— TASKS —
a - In the forum thread about fishing below dams, which side of Milton does johnboy111711 name as the best place?
b - Quote the forum thread about fishing below dams, starting at the words "## johnboy111711 (Apr" and ending after "A New Spot.".
c - Say whether each statement agrees with the forum thread about fishing below dams, answering yes or no and quoting the deciding words: (i) JIG found West Branch too small. (ii) JIG said the Berlin dam looked calm at night. (iii) The DNR told JIG that fishing is allowed below Mosquito.

— PROVIDED TEXT —

[Start]

# Dams?



## JIG (Nov 2, 2004)

Anybody Know If You Are Still Allowed Below Berlin And Milton Spillways? Thinking On Doing Some River Fishin Again And Could Use All The Info You Can Spair! Thanks! Jig


----------



## johnboy111711 (Apr 7, 2004)

Milton is a yes, best place is on the west/north side


----------



## JIG (Nov 2, 2004)

Thanks, I Asked The Dnr And Your Allowed Below Berlin,mosquito And Milton. I Stopped At Berlin To Check Out The Dam And It Looked Rough At Night. They Say You Shouldnt Eat The Fish Below Milton But I Know The Fishin. Checked Out West Branch And Its To Small. Just Lookin For A New Spot.


----------



## TIGHTLINER (Apr 7, 2004)

Who are "they" that say the fish below milton are no good to eat?

[End]

— SUPPLIED INFORMATION —
[Start]

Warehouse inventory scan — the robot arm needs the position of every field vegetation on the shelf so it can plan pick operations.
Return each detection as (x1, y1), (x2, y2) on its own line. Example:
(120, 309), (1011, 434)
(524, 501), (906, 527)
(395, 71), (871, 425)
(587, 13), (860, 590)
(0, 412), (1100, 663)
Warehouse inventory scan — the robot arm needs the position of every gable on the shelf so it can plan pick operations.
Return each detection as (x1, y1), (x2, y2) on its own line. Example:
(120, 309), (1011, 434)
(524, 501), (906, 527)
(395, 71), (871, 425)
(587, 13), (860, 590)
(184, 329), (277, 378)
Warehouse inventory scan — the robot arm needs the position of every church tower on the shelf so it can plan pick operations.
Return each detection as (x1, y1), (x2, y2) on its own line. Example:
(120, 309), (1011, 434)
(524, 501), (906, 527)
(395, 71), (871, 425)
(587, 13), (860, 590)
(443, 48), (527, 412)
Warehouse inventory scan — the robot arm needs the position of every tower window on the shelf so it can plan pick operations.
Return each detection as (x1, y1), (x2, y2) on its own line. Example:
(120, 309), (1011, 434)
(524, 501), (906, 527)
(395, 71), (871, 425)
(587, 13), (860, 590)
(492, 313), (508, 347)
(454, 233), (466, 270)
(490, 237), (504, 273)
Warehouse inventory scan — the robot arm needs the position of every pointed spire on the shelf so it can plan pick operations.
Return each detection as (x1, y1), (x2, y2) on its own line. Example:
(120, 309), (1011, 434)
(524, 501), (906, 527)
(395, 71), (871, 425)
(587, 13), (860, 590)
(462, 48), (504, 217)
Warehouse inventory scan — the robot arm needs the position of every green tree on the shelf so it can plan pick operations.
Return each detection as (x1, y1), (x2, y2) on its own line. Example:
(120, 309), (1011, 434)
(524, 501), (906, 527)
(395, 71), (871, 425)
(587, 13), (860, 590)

[End]

— THE RESULTS —
a - The west/north side.

b -
## johnboy111711 (Apr 7, 2004)

Milton is a yes, best place is on the west/north side


----------



## JIG (Nov 2, 2004)

Thanks, I Asked The Dnr And Your Allowed Below Berlin,mosquito And Milton. I Stopped At Berlin To Check Out The Dam And It Looked Rough At Night. They Say You Shouldnt Eat The Fish Below Milton But I Know The Fishin. Checked Out West Branch And Its To Small. Just Lookin For A New Spot.

c -
(i) Yes: "Checked Out West Branch And Its To Small."
(ii) No: "I Stopped At Berlin To Check Out The Dam And It Looked Rough At Night."
(iii) Yes: "I Asked The Dnr And Your Allowed Below Berlin,mosquito And Milton."